→ Required work: Reprint the passage of the migraine article that begins at the words "Other natural ways" and stops after "migraine self-care recommendations.", swapping "throbbing" for "pounding".

→ Given text:

BEGIN

Meditation Can Help Relieve Migraine Pain
Source: Natural News
According to researchers at Wake Forest Baptist Medical Center in North Carolina, meditation has been found to be beneficial for those dealing with the bothersome effects of migraines. Nineteen adults were divided into two groups where 10 of them received mindfulness-based stress reduction (MBSR), which combines yoga and standardized meditation, and nine received common medical care.
Those receiving MBSR participated in eight weekly classes in order to learn meditation techniques and were asked to engage in the process on their own at least five additional days weekly for 45 minutes and to keep track of progress in journals. The other group was given prescriptions and asked to return for follow-up visits.
"We found that MBSR participants had trends of fewer migraines that were less severe," said Rebecca Erwin Wells, an assistant professor of neurology at Wake Forest Baptist Medical Center. Furthermore, she explains that the participants also developed a heightened sense of mindfulness and feelings of control over their pain, additional benefits that came without the sometimes adverse reactions or lack of adherence that results when more conventional medical methods are recommended.
Other natural ways to relieve migraine headache
According to the Mayo Clinic, migraines occur when there is intense throbbing in the head which is typically preceded or accompanied by light and sound sensitivities, flashes of light, arm tingling or nausea. The Clinic lists proper rest and meditation as one of their migraine self-care recommendations.

END

→ Data provided:

BEGIN

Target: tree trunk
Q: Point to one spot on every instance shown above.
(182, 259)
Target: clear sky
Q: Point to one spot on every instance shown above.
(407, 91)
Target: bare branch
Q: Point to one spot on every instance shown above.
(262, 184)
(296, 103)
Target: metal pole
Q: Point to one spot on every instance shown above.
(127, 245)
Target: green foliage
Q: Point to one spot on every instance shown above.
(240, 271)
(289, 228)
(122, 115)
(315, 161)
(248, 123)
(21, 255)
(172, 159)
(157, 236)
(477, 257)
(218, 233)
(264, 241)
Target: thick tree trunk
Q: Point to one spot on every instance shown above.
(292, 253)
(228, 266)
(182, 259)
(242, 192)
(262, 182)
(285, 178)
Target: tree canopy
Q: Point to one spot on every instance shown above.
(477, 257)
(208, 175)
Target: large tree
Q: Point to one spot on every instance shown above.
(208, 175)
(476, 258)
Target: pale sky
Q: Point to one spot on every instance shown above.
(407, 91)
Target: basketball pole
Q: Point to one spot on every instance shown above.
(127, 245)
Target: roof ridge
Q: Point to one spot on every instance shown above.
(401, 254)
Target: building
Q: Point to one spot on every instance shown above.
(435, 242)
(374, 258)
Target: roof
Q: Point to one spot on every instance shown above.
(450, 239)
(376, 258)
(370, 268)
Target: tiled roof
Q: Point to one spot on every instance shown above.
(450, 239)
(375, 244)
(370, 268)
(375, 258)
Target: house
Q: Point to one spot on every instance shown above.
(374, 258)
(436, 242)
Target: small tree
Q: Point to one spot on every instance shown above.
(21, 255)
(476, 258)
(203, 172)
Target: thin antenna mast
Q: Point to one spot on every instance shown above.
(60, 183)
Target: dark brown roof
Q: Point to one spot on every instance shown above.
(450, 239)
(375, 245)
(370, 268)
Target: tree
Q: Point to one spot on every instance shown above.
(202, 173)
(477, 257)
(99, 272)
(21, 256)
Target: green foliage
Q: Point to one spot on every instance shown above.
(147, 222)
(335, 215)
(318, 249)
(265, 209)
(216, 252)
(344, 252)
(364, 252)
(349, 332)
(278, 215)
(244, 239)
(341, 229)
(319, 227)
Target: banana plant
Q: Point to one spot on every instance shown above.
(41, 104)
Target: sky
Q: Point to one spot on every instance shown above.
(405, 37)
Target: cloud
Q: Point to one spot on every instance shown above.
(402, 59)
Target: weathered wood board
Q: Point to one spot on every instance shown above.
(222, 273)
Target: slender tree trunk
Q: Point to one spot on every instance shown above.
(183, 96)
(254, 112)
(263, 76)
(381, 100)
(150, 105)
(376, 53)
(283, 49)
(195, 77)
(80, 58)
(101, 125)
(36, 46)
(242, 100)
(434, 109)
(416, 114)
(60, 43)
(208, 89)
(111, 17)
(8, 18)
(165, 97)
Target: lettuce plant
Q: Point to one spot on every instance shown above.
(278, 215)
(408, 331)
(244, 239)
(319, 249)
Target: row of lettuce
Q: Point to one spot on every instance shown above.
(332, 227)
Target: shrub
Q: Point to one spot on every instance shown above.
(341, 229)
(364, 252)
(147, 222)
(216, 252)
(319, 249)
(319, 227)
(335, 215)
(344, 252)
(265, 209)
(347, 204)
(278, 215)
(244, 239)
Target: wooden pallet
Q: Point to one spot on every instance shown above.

END

→ Problem solution:
Other natural ways to relieve migraine headache
According to the Mayo Clinic, migraines occur when there is intense pounding in the head which is typically preceded or accompanied by light and sound sensitivities, flashes of light, arm tingling or nausea. The Clinic lists proper rest and meditation as one of their migraine self-care recommendations.